╭─ PAGE EXCERPT

This is Part 1 of a six-part series on Oklahoma State recruiting that explores the relationships, the connections and the gold mines Mike Gundy has gone to over and over again in his time in Stillwater, USA.
Much like salespeople attack a set of clients with a game plan – first, second, third options; tactics to get a foot in the door; skills to close the deal – college football recruiting has turned into a business.
Since Oklahoma State coach Mike Gundy was hired in 2005, his program has been no different in its approach.
In 2011, Oklahoma State had one of its most successful recruiting classes ever, and three boys from Denton Guyer High School highlighted it.
One turned out to be among the most talked-about receivers in Cowboy lore. He tried his hand in the NFL but was bounced and recently retired.
Another, a defensive end, had much of the same path, spending time with the Oakland Raiders and Denver Broncos after pairing with maybe the most disruptive player in Cowboy history, Emmanuel Ogbah.
And the last certainly wasn’t the most statistically-inclined OSU quarterback, but he has gone down as one of the most beloved players to ever come through Stillwater, America, and now has aspirations of becoming the head coach there.

╰─
╭─ GIVEN ENTRIES

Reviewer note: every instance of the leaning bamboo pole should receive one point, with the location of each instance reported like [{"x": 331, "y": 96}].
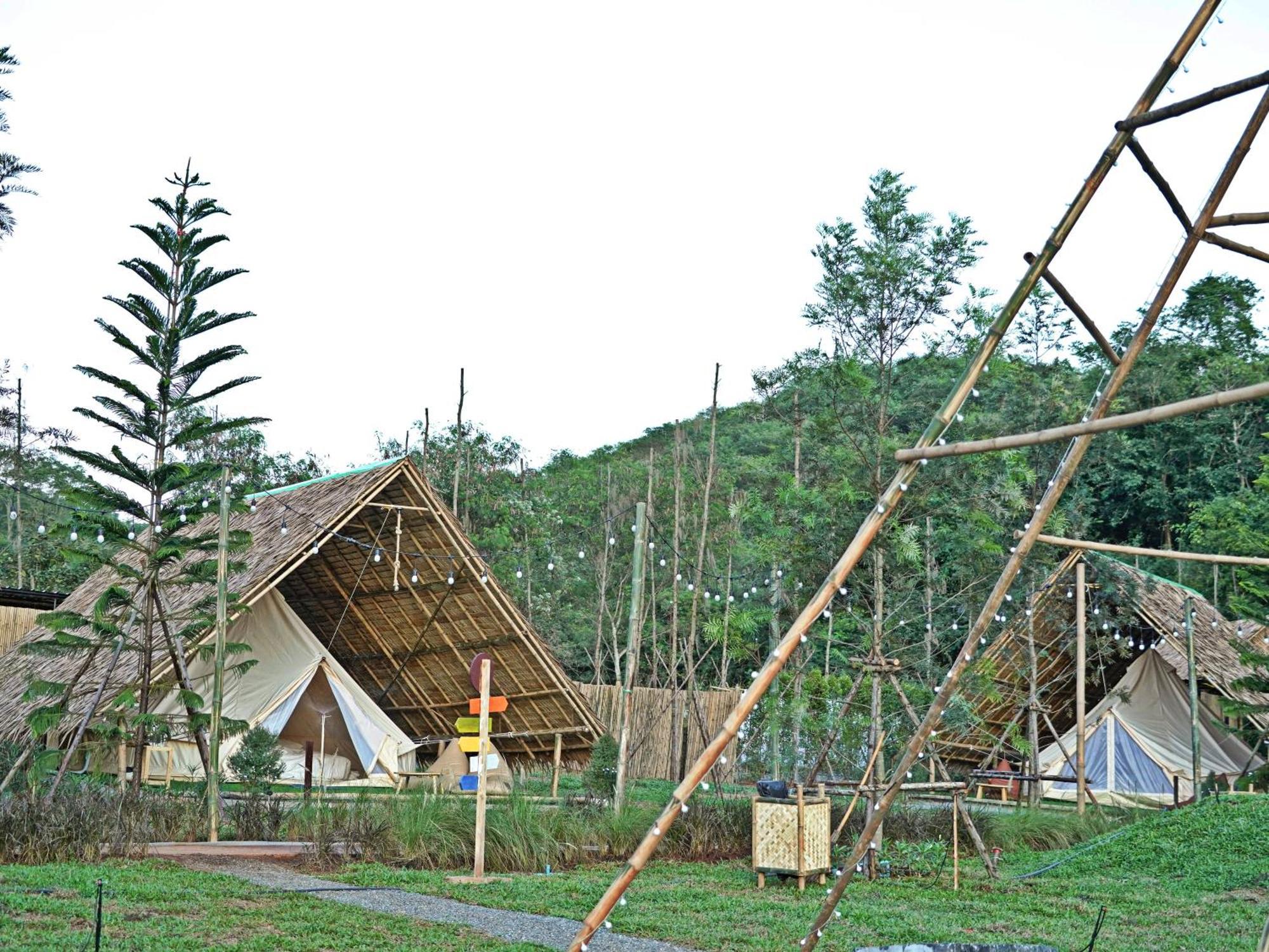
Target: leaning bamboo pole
[
  {"x": 1056, "y": 488},
  {"x": 876, "y": 518},
  {"x": 1056, "y": 434},
  {"x": 1149, "y": 552}
]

╰─

SHORT EXERCISE: According to the recruiting article, in what year was Mike Gundy hired as Oklahoma State coach? These items come from a separate source.

FULL ANSWER: 2005